┌─ Text

Problems with MPI and OpenACC using 21.3: try-catch block prevents parallelization and annoying output is created

d.willsch · July 1, 2021, 4:05pm

I’m encountering two problems using OpenMPI and OpenACC shipped with the NVHPC SDK 21.3

Here is a minimal example:

#include <iostream>
#include <openacc.h>
#include <cuda_runtime.h>
#include <cuComplex.h>
#include <mpi.h>

int main(int argc, char* argv[]) {
    try {
        int mpi_rank = -1;
        int mpi_size = 0;

        MPI_Init(&argc, &argv);
        MPI_Comm_rank(MPI_COMM_WORLD, &mpi_rank);
        MPI_Comm_size(MPI_COMM_WORLD, &mpi_size);

        uint64_t size = 8;

        cuDoubleComplex* psi1 = new cuDoubleComplex[size]();
        cuDoubleComplex* psi2 = new cuDoubleComplex[size]();

        for (uint64_t i = 0; i < size; ++i)
            psi1[i].x = mpi_rank;

        #pragma acc parallel loop copyin(psi1[size]) copyout(psi2[size])
        for (uint64_t i = 0; i < size; ++i)
            psi2[i] = psi1[i];

        for (uint64_t i = 0; i < size; ++i)
            std::cout << "[" << mpi_rank << "]: " << psi2[i].x << ", " << psi2[i].y << std::endl;

        delete[] psi2;
        delete[] psi1;
        MPI_Finalize();
    } catch (...) {
        return -1;
    }
    return 0;
}

I compiled and ran it using

mpic++ --std=c++17 -acc -fast -mp -gopt -gpu=lineinfo -Minfo=accel -Mcuda -Mcudalib=cublas -Wall -Wextra -pedantic minex.cpp -o minex -llapack -lblas -fortranlibs
mpirun -n 2 -q minex

The problems are:

If the try and catch statements are given (not commented out), nvc++ does not parallelize the trivial acc loop:

main:
     22, Generating copyout(psi2[:size]) [if not already present]
         Generating copyin(psi1[:size]) [if not already present]
         Generating Tesla code
         25, #pragma acc loop seq
     25, Complex loop carried dependence of psi1->x,psi2->x,psi1->y prevents parallelization
         Loop carried dependence of psi2->x,psi1->y prevents parallelization
         Loop carried backward dependence of psi2->x,psi1->y prevents vectorization
     26, Accelerator restriction: induction variable live-out from loop: i

Each MPI process and each thread create annoying empty files in my directory of the form 0_r0_t1, 1_r1_t1, … Why is that and how can I turn it off? Additionally, if I don’t run with -q, I see the following output from OpenMPI which I don’t know what to do with:

--------------------------------------------------------------------------
[[23575,1],1]: A high-performance Open MPI point-to-point messaging module
was unable to find any relevant network interfaces:

Module: OpenFabrics (openib)

└─
┌─ Records for processing

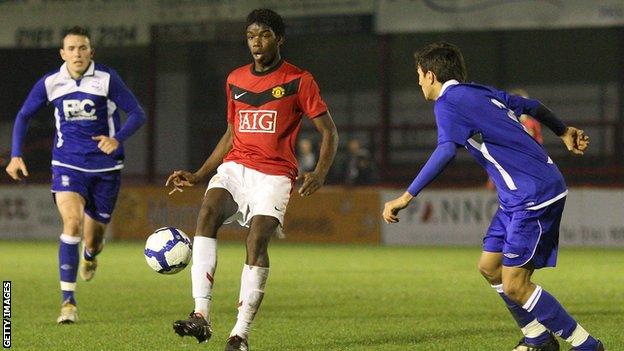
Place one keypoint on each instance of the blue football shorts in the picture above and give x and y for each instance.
(99, 189)
(528, 236)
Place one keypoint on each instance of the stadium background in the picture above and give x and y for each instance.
(339, 280)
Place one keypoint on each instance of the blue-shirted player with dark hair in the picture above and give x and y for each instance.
(87, 153)
(524, 233)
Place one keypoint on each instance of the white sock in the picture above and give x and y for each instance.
(253, 280)
(202, 273)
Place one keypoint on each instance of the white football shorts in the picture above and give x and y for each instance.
(254, 192)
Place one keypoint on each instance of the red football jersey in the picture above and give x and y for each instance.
(265, 110)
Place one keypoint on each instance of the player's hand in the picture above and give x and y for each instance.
(106, 144)
(312, 182)
(392, 208)
(575, 140)
(181, 179)
(15, 166)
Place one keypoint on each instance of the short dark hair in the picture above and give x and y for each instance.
(445, 60)
(269, 18)
(75, 30)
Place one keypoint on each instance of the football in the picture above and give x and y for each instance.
(168, 250)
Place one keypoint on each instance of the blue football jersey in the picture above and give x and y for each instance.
(83, 109)
(484, 120)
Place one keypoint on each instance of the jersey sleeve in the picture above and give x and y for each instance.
(518, 104)
(451, 125)
(37, 98)
(229, 102)
(309, 97)
(119, 93)
(533, 108)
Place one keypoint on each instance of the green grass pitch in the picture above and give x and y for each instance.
(318, 297)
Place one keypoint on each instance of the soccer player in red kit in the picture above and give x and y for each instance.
(256, 171)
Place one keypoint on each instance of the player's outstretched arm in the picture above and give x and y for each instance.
(441, 156)
(312, 181)
(107, 145)
(15, 166)
(181, 179)
(575, 140)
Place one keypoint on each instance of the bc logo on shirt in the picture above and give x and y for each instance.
(79, 110)
(257, 121)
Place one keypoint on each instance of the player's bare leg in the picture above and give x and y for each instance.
(71, 209)
(536, 336)
(217, 206)
(93, 244)
(545, 308)
(253, 279)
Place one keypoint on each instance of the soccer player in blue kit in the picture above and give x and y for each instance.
(524, 232)
(87, 154)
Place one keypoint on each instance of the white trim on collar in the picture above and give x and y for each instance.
(447, 84)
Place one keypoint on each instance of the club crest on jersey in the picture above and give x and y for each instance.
(257, 121)
(79, 110)
(278, 92)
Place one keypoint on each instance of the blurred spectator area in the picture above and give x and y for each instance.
(370, 84)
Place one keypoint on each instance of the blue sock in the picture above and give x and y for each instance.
(521, 316)
(551, 314)
(68, 266)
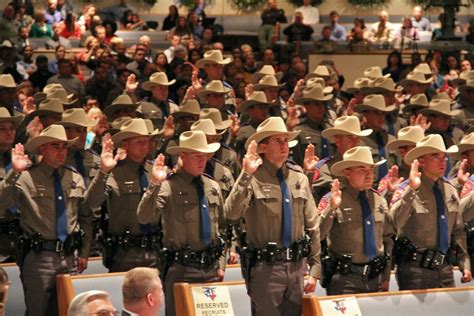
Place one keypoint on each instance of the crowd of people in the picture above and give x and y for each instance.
(186, 160)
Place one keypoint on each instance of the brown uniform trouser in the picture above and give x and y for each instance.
(353, 283)
(127, 259)
(38, 276)
(179, 273)
(276, 289)
(411, 276)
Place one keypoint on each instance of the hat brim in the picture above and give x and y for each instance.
(331, 132)
(34, 144)
(210, 148)
(149, 85)
(426, 150)
(338, 168)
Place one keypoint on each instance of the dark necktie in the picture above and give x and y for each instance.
(381, 148)
(61, 215)
(286, 207)
(442, 219)
(370, 248)
(205, 221)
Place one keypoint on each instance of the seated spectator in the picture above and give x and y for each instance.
(298, 31)
(382, 31)
(270, 17)
(338, 32)
(309, 12)
(40, 28)
(419, 21)
(171, 19)
(92, 302)
(142, 292)
(325, 44)
(52, 14)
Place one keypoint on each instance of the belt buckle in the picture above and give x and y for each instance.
(59, 246)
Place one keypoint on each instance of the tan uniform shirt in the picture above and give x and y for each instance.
(121, 189)
(344, 226)
(415, 216)
(176, 203)
(33, 192)
(257, 198)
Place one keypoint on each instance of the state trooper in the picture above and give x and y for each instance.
(425, 212)
(121, 182)
(356, 222)
(276, 203)
(189, 206)
(48, 197)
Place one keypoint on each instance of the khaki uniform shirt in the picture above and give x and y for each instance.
(33, 192)
(175, 203)
(121, 189)
(257, 198)
(344, 227)
(415, 216)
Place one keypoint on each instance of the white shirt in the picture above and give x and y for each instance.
(310, 14)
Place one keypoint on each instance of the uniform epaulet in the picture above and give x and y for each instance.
(294, 166)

└─

* Given problem A: In the forum thread, what does nvc++ fail to do when the try and catch statements are present?
* Given problem B: Echo the stretch of the records from the line containing "Place one keypoint on each instance of the uniform" through the end of the records.
The forum thread and the records come from unrelated sources.

* Written answer A: It does not parallelize the trivial acc loop.

* Written answer B:
Place one keypoint on each instance of the uniform epaulet in the picture above and give x and y for each instance.
(294, 166)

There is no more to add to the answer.